===== SUPPLIED RECORDS =====

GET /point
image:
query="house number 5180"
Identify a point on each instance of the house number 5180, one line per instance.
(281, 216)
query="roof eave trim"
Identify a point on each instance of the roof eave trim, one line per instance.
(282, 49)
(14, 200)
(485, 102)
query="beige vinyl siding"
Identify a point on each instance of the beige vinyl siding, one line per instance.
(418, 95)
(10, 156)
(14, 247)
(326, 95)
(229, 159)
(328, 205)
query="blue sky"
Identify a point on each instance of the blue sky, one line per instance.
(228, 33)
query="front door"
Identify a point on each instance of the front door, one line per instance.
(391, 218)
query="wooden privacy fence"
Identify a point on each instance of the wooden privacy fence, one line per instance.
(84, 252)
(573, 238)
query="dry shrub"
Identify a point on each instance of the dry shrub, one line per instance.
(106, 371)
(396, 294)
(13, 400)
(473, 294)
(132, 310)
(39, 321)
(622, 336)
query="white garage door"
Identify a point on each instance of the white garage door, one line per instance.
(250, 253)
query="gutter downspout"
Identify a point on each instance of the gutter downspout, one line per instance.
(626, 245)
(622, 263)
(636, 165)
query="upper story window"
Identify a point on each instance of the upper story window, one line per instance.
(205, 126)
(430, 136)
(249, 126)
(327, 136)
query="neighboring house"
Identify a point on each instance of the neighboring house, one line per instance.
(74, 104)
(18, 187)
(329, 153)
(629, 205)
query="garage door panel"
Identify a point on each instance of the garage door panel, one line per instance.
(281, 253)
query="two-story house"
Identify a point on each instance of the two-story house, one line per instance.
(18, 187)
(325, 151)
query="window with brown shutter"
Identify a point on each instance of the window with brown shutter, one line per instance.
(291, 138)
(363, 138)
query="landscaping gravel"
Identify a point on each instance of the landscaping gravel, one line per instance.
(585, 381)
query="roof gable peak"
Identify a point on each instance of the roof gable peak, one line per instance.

=====

TASK INSTRUCTIONS — An exact reproduction of all the entries above is required.

SOLUTION FOR THIS PROBLEM —
GET /point
image:
query="house number 5180"
Identify a point on each instance of the house number 5180, one line per instance.
(281, 216)
query="roof eave trim"
Identify a point on each instance of the roof eave trim, one line per instance.
(282, 49)
(14, 200)
(485, 102)
query="beige vinyl siding"
Identify a point on each instance of the beige vinyl siding, one line per instance.
(418, 95)
(10, 156)
(14, 247)
(326, 95)
(229, 159)
(328, 205)
query="blue sky"
Identify a point on each instance of the blue sky, one line per instance.
(228, 33)
query="front door"
Identify a point on each instance of the front door, one line per instance.
(391, 218)
query="wooden privacy fence"
Identify a point on each instance of the wooden privacy fence, one line per instance.
(84, 252)
(573, 238)
query="dry shrub"
Identify a point on each instance of the dry shrub, one line per instance.
(106, 371)
(396, 294)
(13, 400)
(473, 294)
(132, 310)
(39, 321)
(622, 336)
query="white garage door"
Identify a point on each instance of the white garage door, one line per instance.
(250, 253)
query="gutter downspout"
Identify a point on each instance of the gutter downspout, one line per instance.
(626, 245)
(622, 263)
(636, 165)
query="upper story window"
Identify a point on each instance of the upper story window, one line per instance.
(205, 126)
(430, 136)
(249, 126)
(327, 136)
query="neighboring house"
Identify a point on each instance of the neighboring house, one line per instance.
(74, 104)
(18, 187)
(329, 153)
(629, 205)
query="garage door panel"
Identify a point on each instance of the garage door panel, one line per instance.
(281, 253)
query="two-story house"
Identify a point on each instance of the two-story house, one line per instance.
(18, 187)
(325, 151)
query="window with brown shutter"
Identify a point on each instance of the window with brown shutter, one line per instance.
(291, 138)
(363, 138)
query="landscaping gravel"
Identify a point on each instance of the landscaping gravel, one line per instance.
(585, 381)
query="roof gable peak"
Identify a point on each instance of the roof gable peak, one line per instance.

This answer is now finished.